# DATA FOR THIS TASK:

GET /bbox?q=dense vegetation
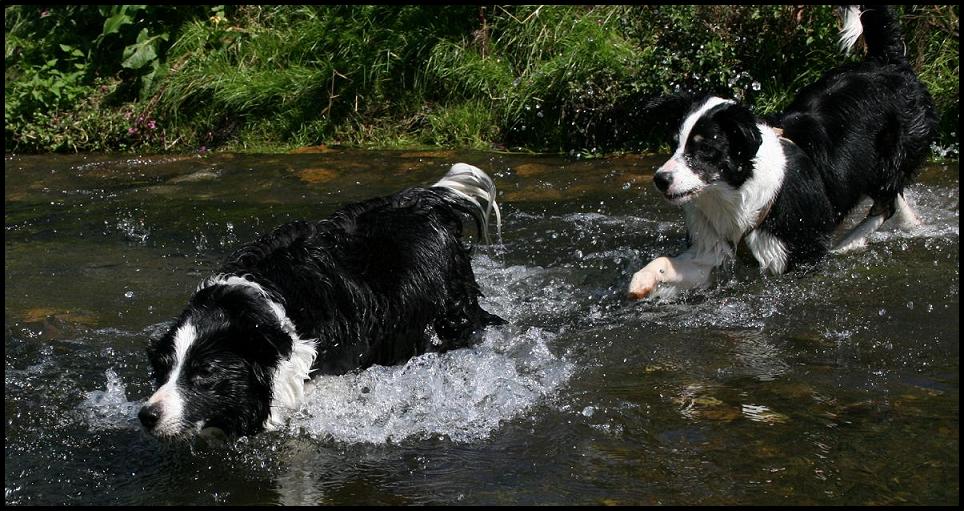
[5,5,959,157]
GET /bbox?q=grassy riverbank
[5,5,959,157]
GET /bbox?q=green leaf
[59,44,85,58]
[102,9,133,38]
[122,41,158,69]
[122,30,158,70]
[140,68,159,100]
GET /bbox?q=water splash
[281,245,577,445]
[116,212,150,244]
[78,369,141,431]
[289,326,572,444]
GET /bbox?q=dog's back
[216,165,503,375]
[778,5,938,223]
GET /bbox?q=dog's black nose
[654,171,673,192]
[138,404,161,430]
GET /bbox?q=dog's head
[647,94,762,205]
[139,283,295,439]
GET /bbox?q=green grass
[5,5,959,158]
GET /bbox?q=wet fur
[141,166,503,438]
[630,5,937,300]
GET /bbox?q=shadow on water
[4,150,959,505]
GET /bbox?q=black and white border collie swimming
[139,163,503,439]
[628,5,937,300]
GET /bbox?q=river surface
[4,149,959,505]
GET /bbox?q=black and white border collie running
[139,163,504,439]
[628,5,937,300]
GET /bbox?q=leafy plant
[4,5,958,156]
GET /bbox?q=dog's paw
[830,238,867,254]
[627,266,661,300]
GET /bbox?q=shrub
[4,5,959,157]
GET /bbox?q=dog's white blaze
[146,321,196,435]
[657,157,706,200]
[197,274,318,431]
[838,5,863,54]
[675,97,734,156]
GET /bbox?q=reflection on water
[4,150,959,505]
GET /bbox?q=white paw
[629,256,697,301]
[831,238,867,254]
[628,267,662,300]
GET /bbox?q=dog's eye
[695,143,720,158]
[148,351,173,383]
[191,362,219,386]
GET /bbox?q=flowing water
[4,149,959,505]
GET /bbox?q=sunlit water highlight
[5,151,958,505]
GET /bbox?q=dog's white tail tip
[838,5,863,55]
[433,163,502,243]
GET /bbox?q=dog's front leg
[628,251,715,300]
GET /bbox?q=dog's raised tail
[433,163,502,243]
[838,5,905,63]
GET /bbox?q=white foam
[283,255,575,445]
[79,369,141,431]
[288,326,572,444]
[841,187,959,246]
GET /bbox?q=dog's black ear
[717,103,762,162]
[145,319,176,354]
[642,91,698,129]
[635,91,706,147]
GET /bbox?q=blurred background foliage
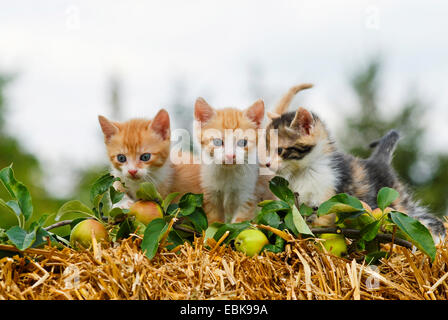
[0,58,446,228]
[340,59,448,217]
[0,74,65,222]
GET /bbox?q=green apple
[319,233,347,257]
[70,219,109,249]
[234,229,269,257]
[129,200,163,225]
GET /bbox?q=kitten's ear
[290,107,314,135]
[245,99,265,127]
[150,109,170,140]
[194,97,215,124]
[98,115,119,141]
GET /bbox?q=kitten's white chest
[201,164,258,221]
[284,157,337,207]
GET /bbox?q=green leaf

# WHAT YOU SHOULD DO:
Restate each of the entries above word for word and skip every image.

# EXERCISE ANSWER:
GET /bbox?q=dense vegetation
[5,5,959,157]
GET /bbox?q=grassy riverbank
[5,5,959,157]
GET /bbox?q=green leaf
[59,44,85,58]
[102,9,133,38]
[122,41,158,69]
[122,30,158,70]
[140,68,159,100]
GET /bbox?q=water splash
[281,245,577,445]
[116,212,150,244]
[78,369,141,431]
[289,326,572,444]
GET /bbox?q=dog's back
[216,165,503,375]
[778,5,938,223]
GET /bbox?q=dog's black nose
[654,171,673,192]
[138,404,161,430]
GET /bbox?q=dog's head
[647,94,762,205]
[139,283,295,439]
GET /bbox?q=green grass
[5,5,959,158]
GET /bbox?q=wet fur
[141,166,503,438]
[630,5,937,300]
GET /bbox?q=shadow on water
[4,150,959,505]
GET /bbox?q=black and white border collie swimming
[139,163,503,439]
[628,5,937,300]
GET /bbox?q=river surface
[4,149,959,505]
GET /bbox?q=black and white border collie running
[139,163,504,439]
[628,5,937,300]
GET /bbox?q=leafy plant
[4,5,958,156]
GET /bbox?q=dog's paw
[830,238,867,254]
[627,266,661,300]
GET /bbox?q=shrub
[4,5,959,157]
GET /bbox?q=dog's white blaze
[146,321,196,435]
[657,157,706,200]
[197,274,318,431]
[838,5,863,54]
[675,97,734,156]
GET /bbox?q=reflection on water
[4,150,959,505]
GET /bbox?q=white paw
[629,256,697,301]
[831,238,867,254]
[628,267,662,300]
GET /bbox?q=dog's eye
[695,143,720,158]
[148,351,173,383]
[191,362,219,386]
GET /bbox?q=flowing water
[4,149,959,505]
GET /bbox?q=sunlit water highlight
[5,151,958,505]
GET /bbox?q=dog's white tail tip
[838,5,863,55]
[433,163,502,243]
GET /bbox?q=dog's front leg
[628,251,715,300]
GET /bbox?q=dog's raised tail
[433,163,502,243]
[838,5,905,63]
GET /bbox?q=white foam
[283,255,575,445]
[79,369,141,431]
[288,326,572,444]
[841,187,959,246]
GET /bbox?q=dog's black ear
[717,103,762,162]
[145,319,176,354]
[642,91,698,129]
[635,91,706,147]
GET /bbox?q=blurred background foliage
[0,58,446,228]
[340,59,448,217]
[0,74,65,222]
GET /bbox?q=green apple
[319,233,347,257]
[70,219,109,249]
[234,229,269,257]
[129,200,163,225]
GET /bbox?q=kitten's ear
[290,107,314,135]
[245,99,265,127]
[150,109,170,140]
[194,97,215,124]
[98,115,119,141]
GET /bbox?q=kitten's white chest
[201,164,258,221]
[284,157,337,207]
GET /bbox?q=green leaf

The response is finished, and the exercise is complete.